* _Instructions for the task_: The answer should be the lines from the one with "Target: umbro logo on jersey" through the final line of the entries, restated word for word.

* _Exercise inputs_:

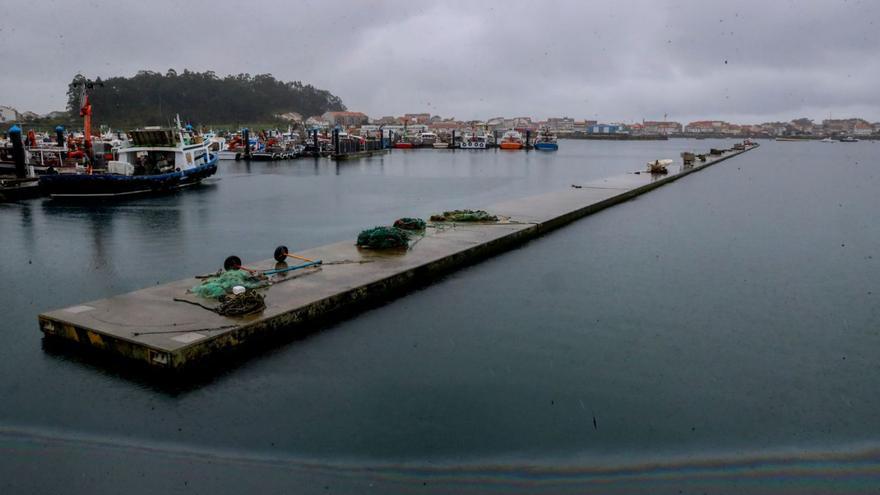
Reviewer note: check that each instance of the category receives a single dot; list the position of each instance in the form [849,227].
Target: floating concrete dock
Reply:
[155,327]
[359,154]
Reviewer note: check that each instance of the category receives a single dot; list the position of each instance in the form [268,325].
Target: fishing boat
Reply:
[428,139]
[157,160]
[472,142]
[546,141]
[511,140]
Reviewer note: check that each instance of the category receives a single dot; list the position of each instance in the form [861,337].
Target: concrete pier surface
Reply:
[154,326]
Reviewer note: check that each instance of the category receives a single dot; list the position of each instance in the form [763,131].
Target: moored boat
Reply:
[157,160]
[511,140]
[472,142]
[546,141]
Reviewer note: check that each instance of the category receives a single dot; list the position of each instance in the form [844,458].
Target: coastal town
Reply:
[563,127]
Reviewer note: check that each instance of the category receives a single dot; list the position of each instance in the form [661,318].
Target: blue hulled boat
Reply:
[546,141]
[156,161]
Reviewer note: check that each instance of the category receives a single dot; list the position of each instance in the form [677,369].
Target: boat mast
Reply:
[85,111]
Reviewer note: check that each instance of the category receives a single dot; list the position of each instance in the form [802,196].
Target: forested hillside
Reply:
[153,98]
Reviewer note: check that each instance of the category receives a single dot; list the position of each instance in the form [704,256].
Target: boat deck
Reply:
[150,326]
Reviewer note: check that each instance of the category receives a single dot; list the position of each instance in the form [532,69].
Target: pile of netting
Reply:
[248,302]
[407,223]
[220,285]
[383,238]
[464,216]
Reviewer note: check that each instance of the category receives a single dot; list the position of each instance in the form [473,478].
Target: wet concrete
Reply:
[151,327]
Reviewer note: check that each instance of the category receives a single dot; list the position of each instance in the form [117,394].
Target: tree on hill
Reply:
[151,98]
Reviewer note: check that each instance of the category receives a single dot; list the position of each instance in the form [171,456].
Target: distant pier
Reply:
[152,326]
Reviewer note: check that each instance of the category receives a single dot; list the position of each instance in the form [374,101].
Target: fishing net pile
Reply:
[383,238]
[407,223]
[464,216]
[221,285]
[250,301]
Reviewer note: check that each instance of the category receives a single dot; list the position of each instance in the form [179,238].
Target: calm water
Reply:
[729,319]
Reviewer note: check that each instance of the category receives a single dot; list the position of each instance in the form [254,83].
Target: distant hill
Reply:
[151,98]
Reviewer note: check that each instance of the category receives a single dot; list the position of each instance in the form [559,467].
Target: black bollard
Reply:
[17,151]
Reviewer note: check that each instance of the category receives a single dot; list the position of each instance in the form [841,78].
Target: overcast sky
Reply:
[744,61]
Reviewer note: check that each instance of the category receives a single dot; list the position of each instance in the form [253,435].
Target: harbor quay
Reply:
[167,327]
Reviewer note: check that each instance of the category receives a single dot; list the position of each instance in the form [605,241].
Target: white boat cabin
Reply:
[155,151]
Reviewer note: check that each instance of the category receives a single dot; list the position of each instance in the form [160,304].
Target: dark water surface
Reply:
[724,327]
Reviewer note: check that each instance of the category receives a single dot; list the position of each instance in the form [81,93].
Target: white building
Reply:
[8,114]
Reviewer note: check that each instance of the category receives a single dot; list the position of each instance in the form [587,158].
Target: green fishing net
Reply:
[407,223]
[383,238]
[222,284]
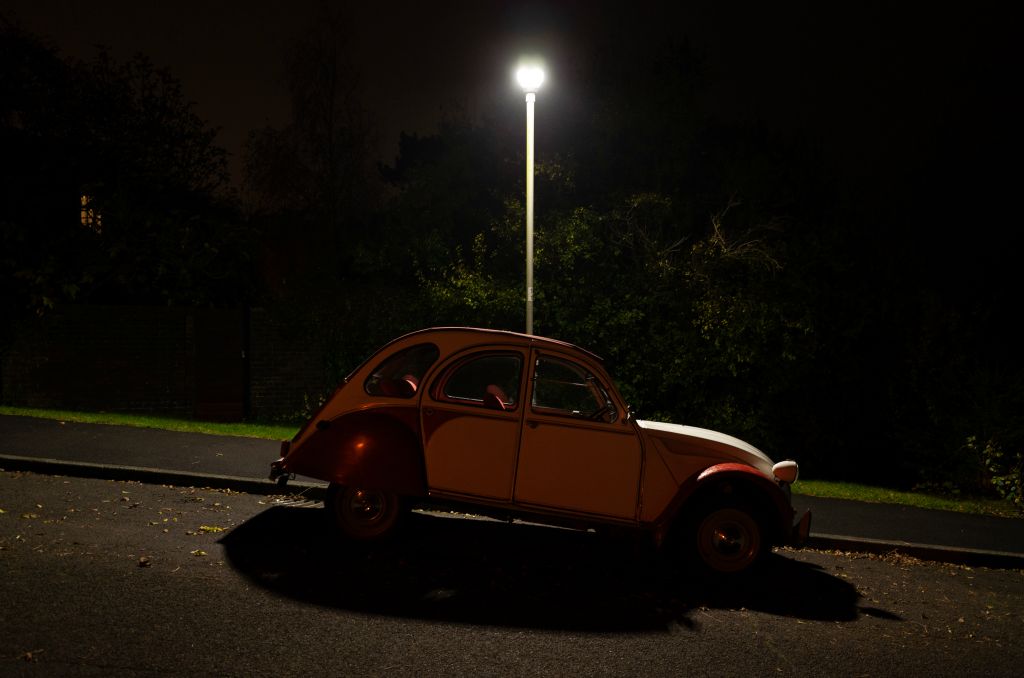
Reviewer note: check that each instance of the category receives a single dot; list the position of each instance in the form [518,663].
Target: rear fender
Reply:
[377,449]
[745,482]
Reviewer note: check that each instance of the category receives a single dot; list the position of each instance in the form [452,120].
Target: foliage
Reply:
[120,135]
[1007,469]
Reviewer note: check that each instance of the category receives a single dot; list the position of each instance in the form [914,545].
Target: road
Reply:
[112,578]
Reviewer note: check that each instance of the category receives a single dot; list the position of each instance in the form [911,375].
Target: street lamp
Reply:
[530,78]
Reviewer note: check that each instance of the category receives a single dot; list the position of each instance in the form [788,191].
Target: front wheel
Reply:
[728,539]
[363,513]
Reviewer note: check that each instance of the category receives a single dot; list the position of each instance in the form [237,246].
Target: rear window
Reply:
[399,374]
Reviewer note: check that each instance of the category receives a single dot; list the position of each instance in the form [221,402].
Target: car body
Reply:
[519,425]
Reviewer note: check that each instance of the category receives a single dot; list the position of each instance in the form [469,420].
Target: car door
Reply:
[578,452]
[470,419]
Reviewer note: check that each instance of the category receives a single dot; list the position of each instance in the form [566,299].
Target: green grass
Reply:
[283,432]
[245,429]
[875,495]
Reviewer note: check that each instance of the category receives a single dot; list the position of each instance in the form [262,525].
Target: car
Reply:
[521,426]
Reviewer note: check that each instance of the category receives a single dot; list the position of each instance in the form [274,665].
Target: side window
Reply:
[491,380]
[569,389]
[399,374]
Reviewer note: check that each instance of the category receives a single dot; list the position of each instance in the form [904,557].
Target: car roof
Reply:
[498,335]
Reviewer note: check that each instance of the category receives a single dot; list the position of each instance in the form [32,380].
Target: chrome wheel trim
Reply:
[728,540]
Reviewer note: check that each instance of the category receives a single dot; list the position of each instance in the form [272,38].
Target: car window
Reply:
[566,388]
[399,374]
[489,380]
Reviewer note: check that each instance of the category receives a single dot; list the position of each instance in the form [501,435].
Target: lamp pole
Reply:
[529,79]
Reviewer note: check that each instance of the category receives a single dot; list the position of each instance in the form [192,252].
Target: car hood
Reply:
[712,440]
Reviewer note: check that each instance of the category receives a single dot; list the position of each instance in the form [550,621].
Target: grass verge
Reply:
[875,495]
[245,429]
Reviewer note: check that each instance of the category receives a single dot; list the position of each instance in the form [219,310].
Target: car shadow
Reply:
[491,573]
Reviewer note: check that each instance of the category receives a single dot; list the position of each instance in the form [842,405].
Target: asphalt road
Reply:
[111,578]
[243,464]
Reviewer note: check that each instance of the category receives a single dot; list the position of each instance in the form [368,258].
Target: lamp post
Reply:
[530,78]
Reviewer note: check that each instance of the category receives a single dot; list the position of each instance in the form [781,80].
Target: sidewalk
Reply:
[244,464]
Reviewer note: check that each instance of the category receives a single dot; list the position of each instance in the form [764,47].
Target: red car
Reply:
[515,425]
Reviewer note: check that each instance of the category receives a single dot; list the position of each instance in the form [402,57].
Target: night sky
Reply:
[867,78]
[913,104]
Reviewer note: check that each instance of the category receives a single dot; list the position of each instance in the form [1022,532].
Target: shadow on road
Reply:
[489,573]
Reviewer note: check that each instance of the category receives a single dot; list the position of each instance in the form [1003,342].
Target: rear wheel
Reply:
[364,513]
[727,538]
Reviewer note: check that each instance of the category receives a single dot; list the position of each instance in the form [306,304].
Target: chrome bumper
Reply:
[801,528]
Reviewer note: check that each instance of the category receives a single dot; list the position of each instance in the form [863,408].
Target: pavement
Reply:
[147,455]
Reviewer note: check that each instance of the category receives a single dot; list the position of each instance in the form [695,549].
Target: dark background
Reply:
[808,212]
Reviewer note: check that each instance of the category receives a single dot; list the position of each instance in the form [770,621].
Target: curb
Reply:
[960,556]
[157,476]
[948,554]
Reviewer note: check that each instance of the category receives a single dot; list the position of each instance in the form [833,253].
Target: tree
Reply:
[314,176]
[114,189]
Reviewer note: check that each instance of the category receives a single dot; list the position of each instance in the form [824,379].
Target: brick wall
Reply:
[129,358]
[144,358]
[286,368]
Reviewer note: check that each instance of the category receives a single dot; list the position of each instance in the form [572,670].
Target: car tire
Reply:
[727,539]
[364,513]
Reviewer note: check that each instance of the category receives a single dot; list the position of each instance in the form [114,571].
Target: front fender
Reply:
[752,485]
[377,449]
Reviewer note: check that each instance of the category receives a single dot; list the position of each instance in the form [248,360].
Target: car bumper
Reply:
[801,530]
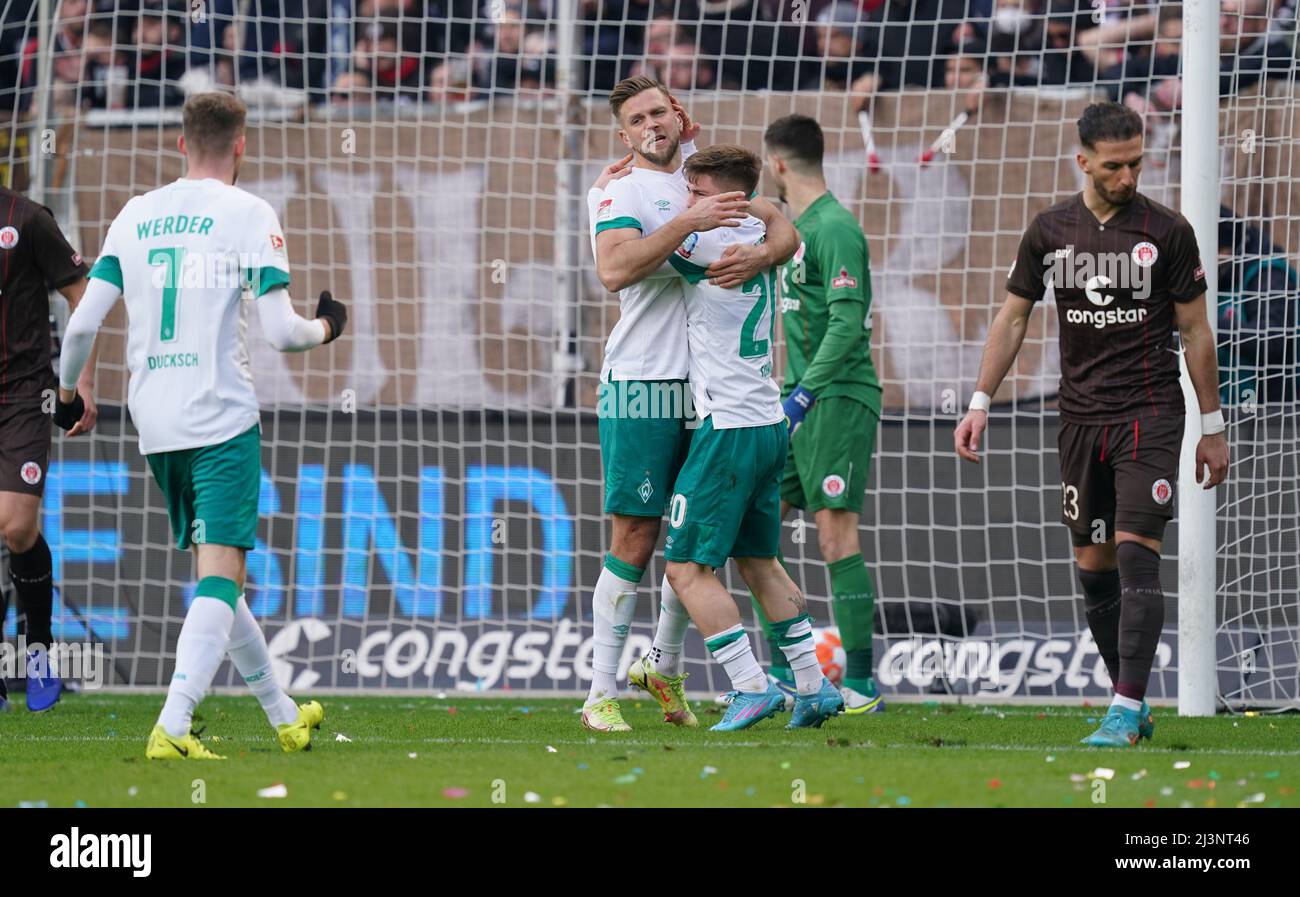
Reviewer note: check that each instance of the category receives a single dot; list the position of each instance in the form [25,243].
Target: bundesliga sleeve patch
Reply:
[844,280]
[1161,492]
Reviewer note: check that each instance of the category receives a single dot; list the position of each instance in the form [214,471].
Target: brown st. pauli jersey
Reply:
[34,259]
[1116,285]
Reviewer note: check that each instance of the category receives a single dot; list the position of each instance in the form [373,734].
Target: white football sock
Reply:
[670,635]
[612,605]
[801,654]
[248,653]
[199,651]
[737,658]
[1127,703]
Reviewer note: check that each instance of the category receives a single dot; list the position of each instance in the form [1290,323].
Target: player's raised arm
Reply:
[287,332]
[841,256]
[1203,368]
[1000,350]
[86,382]
[92,307]
[741,263]
[625,258]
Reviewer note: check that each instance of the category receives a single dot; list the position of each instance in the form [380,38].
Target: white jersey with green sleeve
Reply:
[649,342]
[731,332]
[186,256]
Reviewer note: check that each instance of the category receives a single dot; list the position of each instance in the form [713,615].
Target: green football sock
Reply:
[853,602]
[780,667]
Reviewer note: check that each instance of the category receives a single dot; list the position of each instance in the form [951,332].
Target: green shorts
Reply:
[644,441]
[830,456]
[727,502]
[212,490]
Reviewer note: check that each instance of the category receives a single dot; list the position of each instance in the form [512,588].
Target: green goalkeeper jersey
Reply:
[826,307]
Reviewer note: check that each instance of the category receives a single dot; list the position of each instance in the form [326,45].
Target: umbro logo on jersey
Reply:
[1145,255]
[833,485]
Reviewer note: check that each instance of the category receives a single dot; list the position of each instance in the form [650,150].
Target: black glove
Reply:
[66,414]
[334,312]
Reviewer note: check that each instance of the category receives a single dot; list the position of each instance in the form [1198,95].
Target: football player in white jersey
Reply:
[638,220]
[727,498]
[189,258]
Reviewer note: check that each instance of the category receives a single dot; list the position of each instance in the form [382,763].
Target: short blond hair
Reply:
[212,122]
[629,87]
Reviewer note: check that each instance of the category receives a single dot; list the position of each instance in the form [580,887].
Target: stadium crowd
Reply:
[147,53]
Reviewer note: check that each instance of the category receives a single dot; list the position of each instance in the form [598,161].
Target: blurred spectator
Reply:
[1032,44]
[1131,81]
[906,42]
[351,87]
[1249,50]
[672,57]
[841,63]
[286,44]
[965,72]
[610,40]
[512,57]
[1259,320]
[104,76]
[755,44]
[685,70]
[384,59]
[1110,43]
[160,55]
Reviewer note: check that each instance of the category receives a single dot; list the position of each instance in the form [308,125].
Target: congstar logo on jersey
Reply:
[77,850]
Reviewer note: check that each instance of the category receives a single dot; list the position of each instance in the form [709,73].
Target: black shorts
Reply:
[24,447]
[1119,477]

* _Solution below_:
Target: umbro logo on jersey
Reply:
[1145,255]
[833,485]
Reviewer note: check that each instance of the category receives a single dot; list the position of each instance in the form [650,150].
Target: black glove
Reply:
[66,414]
[334,312]
Reviewer note: check that each instance of the category receives a single dot; list the position of each instance in the form [1198,95].
Target: football player in white jersey
Reply:
[638,220]
[727,498]
[189,258]
Reviewer note: check that each instance of the category receives a single dot; list the position of each instance in the form [382,763].
Target: short blond hair
Reply:
[212,122]
[629,87]
Reviewer note: check that each instance of the category receives a single dot; list the position of each instance in the form [580,887].
Target: stadium crowd
Reply:
[147,53]
Reviewer note: check that each instance of the category receives a single dot; list the position of each instance in the form [598,161].
Target: blurred spectator
Reply:
[1032,44]
[1131,81]
[906,42]
[351,87]
[1249,50]
[672,57]
[841,63]
[286,44]
[965,72]
[610,40]
[512,57]
[1259,320]
[104,76]
[755,44]
[685,70]
[384,59]
[1110,43]
[160,55]
Reviewer note: check that each instance of the category receives a single dot; list the position of each instance in the form [308,125].
Target: congstar logo on jersey
Reply:
[77,850]
Reviewer note: check that each instance of the category receives a single dot; list the position of each instance in the form [709,73].
Target: black shorts
Reply:
[24,447]
[1119,477]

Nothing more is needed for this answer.